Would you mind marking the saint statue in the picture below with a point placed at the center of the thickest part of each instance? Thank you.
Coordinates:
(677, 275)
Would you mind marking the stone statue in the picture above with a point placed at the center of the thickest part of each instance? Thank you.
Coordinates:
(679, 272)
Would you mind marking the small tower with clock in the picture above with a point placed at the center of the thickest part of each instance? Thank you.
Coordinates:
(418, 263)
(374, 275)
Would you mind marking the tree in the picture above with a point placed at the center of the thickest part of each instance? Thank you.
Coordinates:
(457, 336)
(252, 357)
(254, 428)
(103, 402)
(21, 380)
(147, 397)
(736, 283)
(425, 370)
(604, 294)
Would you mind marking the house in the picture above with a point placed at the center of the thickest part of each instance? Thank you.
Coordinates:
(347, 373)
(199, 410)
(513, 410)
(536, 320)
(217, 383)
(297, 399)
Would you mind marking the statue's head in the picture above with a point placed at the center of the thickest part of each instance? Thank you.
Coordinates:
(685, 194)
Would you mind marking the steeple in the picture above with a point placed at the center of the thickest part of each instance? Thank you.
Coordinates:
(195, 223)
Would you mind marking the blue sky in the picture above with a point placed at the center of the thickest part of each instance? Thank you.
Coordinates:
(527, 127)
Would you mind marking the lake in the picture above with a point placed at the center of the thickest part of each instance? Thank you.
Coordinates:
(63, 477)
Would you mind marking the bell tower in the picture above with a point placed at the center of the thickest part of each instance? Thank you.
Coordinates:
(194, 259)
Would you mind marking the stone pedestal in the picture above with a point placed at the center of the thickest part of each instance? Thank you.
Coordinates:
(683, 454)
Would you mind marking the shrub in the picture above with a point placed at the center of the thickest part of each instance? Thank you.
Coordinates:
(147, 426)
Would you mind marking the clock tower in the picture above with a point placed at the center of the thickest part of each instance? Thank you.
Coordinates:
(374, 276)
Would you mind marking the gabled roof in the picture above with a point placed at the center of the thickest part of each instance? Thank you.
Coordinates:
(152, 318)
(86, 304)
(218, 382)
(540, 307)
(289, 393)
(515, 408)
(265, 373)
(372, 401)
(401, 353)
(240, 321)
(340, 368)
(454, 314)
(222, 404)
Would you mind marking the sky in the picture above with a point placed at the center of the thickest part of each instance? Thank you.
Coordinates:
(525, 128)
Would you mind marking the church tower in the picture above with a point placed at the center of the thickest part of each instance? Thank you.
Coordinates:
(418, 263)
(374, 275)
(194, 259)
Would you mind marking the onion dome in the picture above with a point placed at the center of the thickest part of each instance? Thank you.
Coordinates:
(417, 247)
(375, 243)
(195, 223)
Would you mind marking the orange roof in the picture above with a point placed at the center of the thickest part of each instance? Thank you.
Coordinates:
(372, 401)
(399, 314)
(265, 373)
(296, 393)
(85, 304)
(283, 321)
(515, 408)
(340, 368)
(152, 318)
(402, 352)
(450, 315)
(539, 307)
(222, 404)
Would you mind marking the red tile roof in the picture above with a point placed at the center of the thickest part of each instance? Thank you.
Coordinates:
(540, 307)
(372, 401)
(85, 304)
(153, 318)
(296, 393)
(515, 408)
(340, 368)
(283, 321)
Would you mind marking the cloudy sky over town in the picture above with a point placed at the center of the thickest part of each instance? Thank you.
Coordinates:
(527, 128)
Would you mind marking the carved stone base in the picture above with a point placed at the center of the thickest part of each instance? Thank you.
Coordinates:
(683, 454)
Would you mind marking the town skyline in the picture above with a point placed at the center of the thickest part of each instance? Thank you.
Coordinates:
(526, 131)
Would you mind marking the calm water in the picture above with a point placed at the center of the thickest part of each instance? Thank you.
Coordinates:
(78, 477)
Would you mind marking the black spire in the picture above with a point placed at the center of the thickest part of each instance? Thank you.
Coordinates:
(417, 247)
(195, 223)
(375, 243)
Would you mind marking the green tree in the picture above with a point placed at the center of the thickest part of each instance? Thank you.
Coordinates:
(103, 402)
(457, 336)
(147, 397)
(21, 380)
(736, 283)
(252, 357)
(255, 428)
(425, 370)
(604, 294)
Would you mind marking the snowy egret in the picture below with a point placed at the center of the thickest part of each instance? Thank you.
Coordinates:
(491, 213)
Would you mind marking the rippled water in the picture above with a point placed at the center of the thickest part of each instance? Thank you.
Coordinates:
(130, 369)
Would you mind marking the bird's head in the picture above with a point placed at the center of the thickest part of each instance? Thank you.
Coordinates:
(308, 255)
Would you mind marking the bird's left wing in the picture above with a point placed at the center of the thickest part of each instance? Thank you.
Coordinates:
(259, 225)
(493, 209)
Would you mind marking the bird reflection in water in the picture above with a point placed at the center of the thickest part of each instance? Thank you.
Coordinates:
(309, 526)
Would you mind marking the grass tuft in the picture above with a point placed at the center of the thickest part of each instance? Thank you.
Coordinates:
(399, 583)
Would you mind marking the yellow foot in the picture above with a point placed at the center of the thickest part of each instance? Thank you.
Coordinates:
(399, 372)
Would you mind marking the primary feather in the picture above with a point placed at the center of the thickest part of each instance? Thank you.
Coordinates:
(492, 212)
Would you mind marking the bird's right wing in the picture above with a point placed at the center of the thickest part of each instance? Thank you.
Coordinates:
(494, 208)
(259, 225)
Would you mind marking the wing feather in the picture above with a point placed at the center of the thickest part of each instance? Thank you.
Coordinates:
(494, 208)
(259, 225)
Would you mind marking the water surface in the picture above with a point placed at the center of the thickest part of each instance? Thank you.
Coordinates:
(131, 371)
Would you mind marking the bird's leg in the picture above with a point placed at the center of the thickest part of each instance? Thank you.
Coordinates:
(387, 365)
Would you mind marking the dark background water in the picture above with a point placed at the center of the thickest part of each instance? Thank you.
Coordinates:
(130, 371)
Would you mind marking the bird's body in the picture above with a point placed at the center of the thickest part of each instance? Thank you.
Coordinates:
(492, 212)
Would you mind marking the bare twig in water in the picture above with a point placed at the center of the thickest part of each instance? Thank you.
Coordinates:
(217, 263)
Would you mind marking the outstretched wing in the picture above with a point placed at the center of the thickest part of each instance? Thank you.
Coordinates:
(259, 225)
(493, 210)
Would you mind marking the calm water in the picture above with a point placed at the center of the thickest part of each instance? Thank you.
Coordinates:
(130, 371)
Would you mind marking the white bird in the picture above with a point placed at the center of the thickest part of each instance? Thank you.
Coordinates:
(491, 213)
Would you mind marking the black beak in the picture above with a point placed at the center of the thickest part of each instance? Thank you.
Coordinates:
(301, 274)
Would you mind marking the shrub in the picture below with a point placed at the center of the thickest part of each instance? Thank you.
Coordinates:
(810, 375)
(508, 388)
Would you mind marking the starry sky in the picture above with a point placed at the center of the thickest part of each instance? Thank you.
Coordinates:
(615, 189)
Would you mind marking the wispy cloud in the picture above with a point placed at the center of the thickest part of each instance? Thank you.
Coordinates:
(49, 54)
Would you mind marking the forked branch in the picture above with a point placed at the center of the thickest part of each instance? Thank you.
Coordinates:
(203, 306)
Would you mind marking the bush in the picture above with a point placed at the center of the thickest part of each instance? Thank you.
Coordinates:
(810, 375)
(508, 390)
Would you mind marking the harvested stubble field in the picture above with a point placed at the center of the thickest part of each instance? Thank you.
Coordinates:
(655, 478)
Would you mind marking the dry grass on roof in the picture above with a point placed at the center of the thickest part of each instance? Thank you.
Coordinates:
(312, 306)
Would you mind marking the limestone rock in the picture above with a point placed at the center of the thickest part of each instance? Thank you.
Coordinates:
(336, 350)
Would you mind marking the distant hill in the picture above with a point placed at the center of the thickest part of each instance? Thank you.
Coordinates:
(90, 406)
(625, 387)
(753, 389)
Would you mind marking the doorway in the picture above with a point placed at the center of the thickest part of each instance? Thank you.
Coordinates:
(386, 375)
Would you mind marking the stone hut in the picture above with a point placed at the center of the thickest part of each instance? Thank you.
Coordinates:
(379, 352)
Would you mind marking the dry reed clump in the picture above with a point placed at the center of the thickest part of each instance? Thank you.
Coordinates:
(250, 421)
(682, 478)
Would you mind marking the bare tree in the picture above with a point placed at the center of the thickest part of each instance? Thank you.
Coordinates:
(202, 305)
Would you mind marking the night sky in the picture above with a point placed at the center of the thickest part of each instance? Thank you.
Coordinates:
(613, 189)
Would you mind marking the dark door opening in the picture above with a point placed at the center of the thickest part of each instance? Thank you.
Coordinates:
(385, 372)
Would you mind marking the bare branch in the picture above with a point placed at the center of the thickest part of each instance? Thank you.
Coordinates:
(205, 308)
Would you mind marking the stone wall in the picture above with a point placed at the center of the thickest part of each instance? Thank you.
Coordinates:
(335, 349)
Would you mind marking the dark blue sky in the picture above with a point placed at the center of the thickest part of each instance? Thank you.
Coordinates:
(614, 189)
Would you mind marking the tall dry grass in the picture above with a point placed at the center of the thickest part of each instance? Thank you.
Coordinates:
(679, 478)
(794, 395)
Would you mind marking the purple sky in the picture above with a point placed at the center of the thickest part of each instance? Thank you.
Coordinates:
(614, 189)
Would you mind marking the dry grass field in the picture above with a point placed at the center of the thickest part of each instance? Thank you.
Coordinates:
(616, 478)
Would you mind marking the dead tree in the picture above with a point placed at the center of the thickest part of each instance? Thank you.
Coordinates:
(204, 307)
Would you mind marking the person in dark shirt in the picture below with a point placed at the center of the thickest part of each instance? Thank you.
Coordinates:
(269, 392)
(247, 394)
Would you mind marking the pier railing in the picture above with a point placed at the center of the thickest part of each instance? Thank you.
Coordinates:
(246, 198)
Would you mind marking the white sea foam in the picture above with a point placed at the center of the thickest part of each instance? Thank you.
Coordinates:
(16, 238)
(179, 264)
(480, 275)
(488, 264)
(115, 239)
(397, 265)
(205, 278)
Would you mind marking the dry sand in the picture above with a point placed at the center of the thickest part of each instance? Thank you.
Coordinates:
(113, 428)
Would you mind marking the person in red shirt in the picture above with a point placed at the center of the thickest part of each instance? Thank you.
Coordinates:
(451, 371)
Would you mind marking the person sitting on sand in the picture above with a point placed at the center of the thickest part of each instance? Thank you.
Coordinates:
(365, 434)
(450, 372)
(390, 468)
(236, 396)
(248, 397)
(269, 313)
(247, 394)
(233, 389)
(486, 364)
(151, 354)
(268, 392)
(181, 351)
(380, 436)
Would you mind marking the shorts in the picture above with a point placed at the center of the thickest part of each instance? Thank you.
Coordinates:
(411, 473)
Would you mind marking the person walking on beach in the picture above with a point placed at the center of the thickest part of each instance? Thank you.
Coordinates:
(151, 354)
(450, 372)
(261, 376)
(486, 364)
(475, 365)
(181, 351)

== Short exercise ==
Convert the items from the line with "Would you mind marking the person sitting" through the end of the items, both included, into a Markdown table with the columns Row and Line. Leave out any blank lines.

== Answer in full ==
| Row | Line |
|---|---|
| 1 | Would you mind marking the person sitting on sand in the picture above with a point placed at the center of the thickest part of each instance? Thank you. |
| 2 | Coordinates: |
| 3 | (365, 434) |
| 4 | (450, 372) |
| 5 | (390, 468) |
| 6 | (236, 396) |
| 7 | (248, 397) |
| 8 | (269, 313) |
| 9 | (247, 394) |
| 10 | (233, 389) |
| 11 | (486, 364) |
| 12 | (151, 354) |
| 13 | (268, 392) |
| 14 | (181, 351) |
| 15 | (380, 436) |
| 16 | Would you mind marking the shorts in the picture above with a point placed at the center of the thickest part of each instance? Thank you. |
| 17 | Coordinates: |
| 18 | (411, 473) |
| 19 | Would you mind marking the person walking on beach in the picture above with a point placed at the center of the thickest part of each instance? Thank you. |
| 20 | Coordinates: |
| 21 | (151, 354) |
| 22 | (450, 372) |
| 23 | (261, 376) |
| 24 | (486, 364) |
| 25 | (475, 365) |
| 26 | (181, 351) |